Assigned task:
Copy the World AIDS Day text starting at "These positive trends" and ending after "not forget women.", replacing "women" with "girls" each time it appears.

It's still November 30 as I write this, but for most of the world it's already December 1: World AIDS Day. An excerpt from Dr. Margaret Chan's message:
The first World AIDS Day was staged by WHO in 1988, at a time when the world was waking up to this disease and its multiple catastrophic impact. Since then, the face of the epidemic has changed in significant ways, and we are gaining better insight every day.
Some trends have been positive. Leaders in most countries are fully awake to the threat. Awareness has brought commitment, and resources continue to increase, including for the development of new tools.
This year’s report on the epidemic, jointly prepared by UNAIDS and WHO, indicates that HIV incidence peaked in the late 1990s and prevalence has been level since 2001. Data set out in this report further suggest that prevention efforts are leading to fewer new infections, especially in young people, and that greater access to treatment is contributing to fewer HIV-associated deaths.
These positive trends mask some alarming changes in the epidemic. My main message today is straightforward: do not forget Africa, and do not forget women.
Today, HIV/AIDS is overwhelmingly concentrated in sub-Saharan Africa, where it thrives on and traps people in poverty. This region accounts for over two thirds of people living with HIV and over three quarters of HIV-associated deaths.

Dataset:

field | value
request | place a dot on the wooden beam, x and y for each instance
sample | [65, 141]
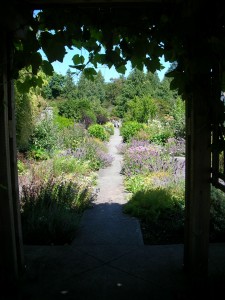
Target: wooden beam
[10, 235]
[198, 163]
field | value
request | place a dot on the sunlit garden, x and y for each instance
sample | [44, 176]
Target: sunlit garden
[62, 133]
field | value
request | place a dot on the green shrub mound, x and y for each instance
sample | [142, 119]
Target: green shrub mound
[51, 211]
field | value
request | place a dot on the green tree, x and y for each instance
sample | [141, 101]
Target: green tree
[91, 89]
[141, 109]
[69, 88]
[55, 87]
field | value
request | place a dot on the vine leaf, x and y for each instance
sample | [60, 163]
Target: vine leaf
[47, 68]
[53, 46]
[78, 59]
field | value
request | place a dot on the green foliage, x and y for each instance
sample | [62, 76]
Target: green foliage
[69, 164]
[158, 133]
[44, 136]
[148, 205]
[63, 122]
[217, 215]
[51, 211]
[109, 127]
[98, 131]
[178, 113]
[23, 112]
[55, 87]
[21, 167]
[141, 109]
[91, 89]
[129, 129]
[72, 137]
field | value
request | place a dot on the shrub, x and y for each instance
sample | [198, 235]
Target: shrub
[109, 128]
[217, 215]
[45, 136]
[50, 211]
[129, 129]
[98, 131]
[68, 164]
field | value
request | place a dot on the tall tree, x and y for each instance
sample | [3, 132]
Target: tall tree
[69, 88]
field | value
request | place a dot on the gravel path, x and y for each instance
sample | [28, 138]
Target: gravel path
[105, 223]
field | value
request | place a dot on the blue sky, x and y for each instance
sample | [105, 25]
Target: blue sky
[61, 68]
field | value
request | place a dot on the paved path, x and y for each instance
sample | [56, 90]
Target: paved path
[107, 260]
[105, 223]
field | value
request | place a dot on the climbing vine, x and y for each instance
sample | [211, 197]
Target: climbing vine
[140, 33]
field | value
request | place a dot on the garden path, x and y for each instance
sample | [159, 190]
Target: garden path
[105, 223]
[108, 260]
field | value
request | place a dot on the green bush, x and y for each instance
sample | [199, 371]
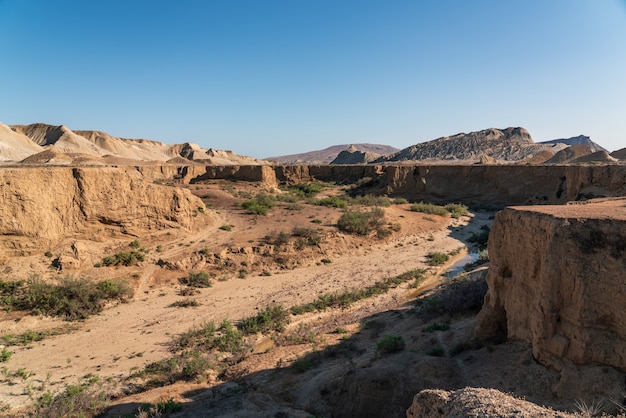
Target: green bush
[272, 318]
[390, 344]
[437, 258]
[307, 189]
[457, 210]
[200, 279]
[130, 258]
[429, 208]
[361, 223]
[332, 202]
[260, 205]
[72, 298]
[436, 352]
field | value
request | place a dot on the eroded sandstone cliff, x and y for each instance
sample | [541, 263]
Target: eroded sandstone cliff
[40, 206]
[558, 280]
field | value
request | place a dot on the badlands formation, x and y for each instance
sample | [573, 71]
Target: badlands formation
[369, 325]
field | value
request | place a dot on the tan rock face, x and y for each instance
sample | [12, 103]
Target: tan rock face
[557, 280]
[42, 205]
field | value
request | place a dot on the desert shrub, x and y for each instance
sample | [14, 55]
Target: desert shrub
[294, 206]
[361, 223]
[347, 298]
[462, 295]
[259, 205]
[307, 236]
[301, 365]
[437, 258]
[332, 202]
[436, 352]
[5, 355]
[371, 200]
[185, 303]
[129, 258]
[457, 210]
[480, 238]
[429, 208]
[200, 279]
[436, 326]
[85, 399]
[272, 318]
[307, 189]
[72, 298]
[390, 344]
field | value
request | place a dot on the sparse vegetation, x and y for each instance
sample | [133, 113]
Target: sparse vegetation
[390, 344]
[73, 298]
[332, 202]
[200, 279]
[429, 208]
[457, 210]
[185, 303]
[437, 258]
[361, 223]
[347, 298]
[129, 258]
[259, 205]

Answer:
These positive trends mask some alarming changes in the epidemic. My main message today is straightforward: do not forget Africa, and do not forget girls.